## THE PROBLEM
Copy each of the following rows word for word, leaving the pictures out.

## ITEMS
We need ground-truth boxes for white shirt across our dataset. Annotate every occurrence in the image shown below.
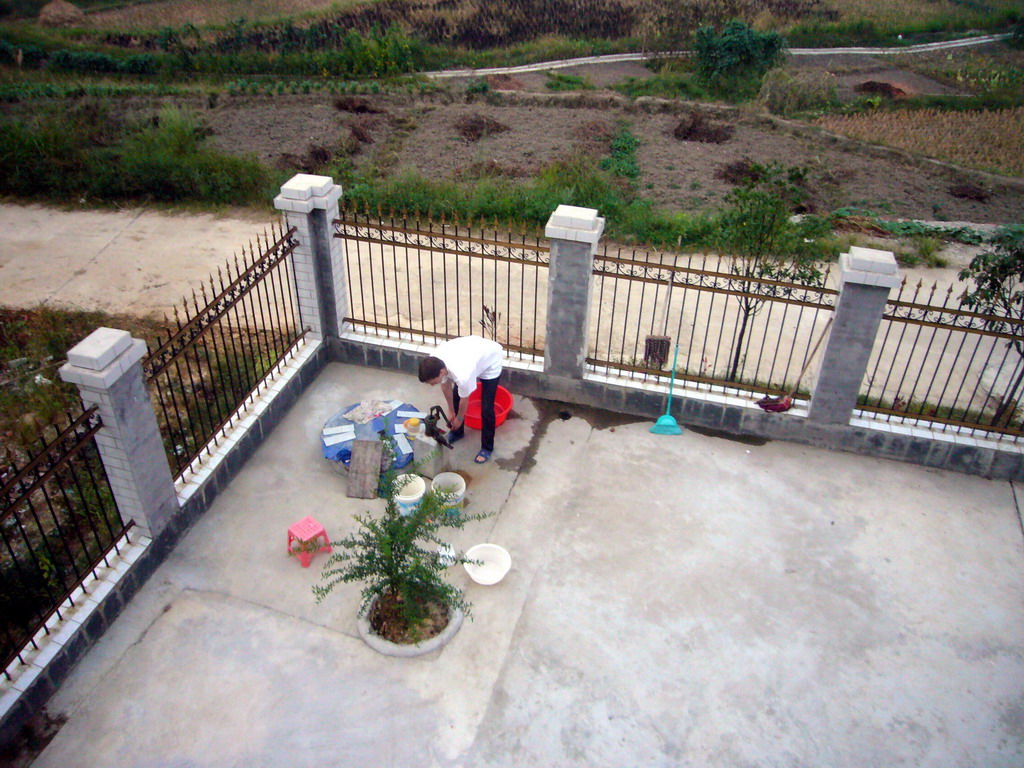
[433,336,505,397]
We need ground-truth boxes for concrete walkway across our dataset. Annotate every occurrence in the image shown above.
[0,205,280,315]
[28,365,1024,768]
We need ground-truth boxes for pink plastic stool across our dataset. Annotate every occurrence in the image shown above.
[288,517,334,568]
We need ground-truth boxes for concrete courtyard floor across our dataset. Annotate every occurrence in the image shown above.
[24,365,1024,768]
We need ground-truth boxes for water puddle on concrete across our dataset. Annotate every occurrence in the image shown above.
[683,426,771,445]
[495,398,647,474]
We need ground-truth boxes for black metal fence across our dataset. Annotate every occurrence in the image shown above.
[859,283,1024,442]
[142,222,305,477]
[0,409,132,678]
[587,246,838,397]
[334,205,550,356]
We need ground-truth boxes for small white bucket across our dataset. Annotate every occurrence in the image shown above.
[394,475,427,517]
[430,472,466,515]
[463,544,512,586]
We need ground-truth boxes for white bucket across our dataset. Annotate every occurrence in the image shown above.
[394,475,427,517]
[463,544,512,586]
[430,472,466,515]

## RESULT FOR THIS EXERCISE
We need ground-truth boxes for white shirt across our dataset. Annotate every occurrence in the image shown below.
[433,336,505,397]
We need ground-truth boxes for concrete walkway across our dataset. Annotate every occurrence in the image shown above.
[0,205,280,315]
[28,365,1024,768]
We need ground-truth boxes for pink plastic stool across our dataset. Annotate every occurrence in the image shown above.
[288,517,334,568]
We need ground-truth boxes for concrete courtyard floor across our dataset. Annotate every occurrence in the image shown above.
[24,365,1024,768]
We need ground-truth boxes for water puddle on concrete across our dataset. Annotate every occurrence in the image shown above.
[683,426,771,445]
[495,398,647,474]
We need ground-truth boxes for black metal fence across our dataset. Annotate every occurrence in the image shown above.
[859,283,1024,442]
[142,222,305,477]
[0,409,132,678]
[587,246,838,397]
[334,205,550,356]
We need ground-truth boxes for small white bucket across our dataset. Annotate every occurrence in the image shown above.
[394,475,427,517]
[430,472,466,515]
[463,544,512,586]
We need ground-truth boxes for white bucket across our dataset. Annotate every occurrence in the image shown above.
[394,475,427,517]
[463,544,512,586]
[430,472,466,515]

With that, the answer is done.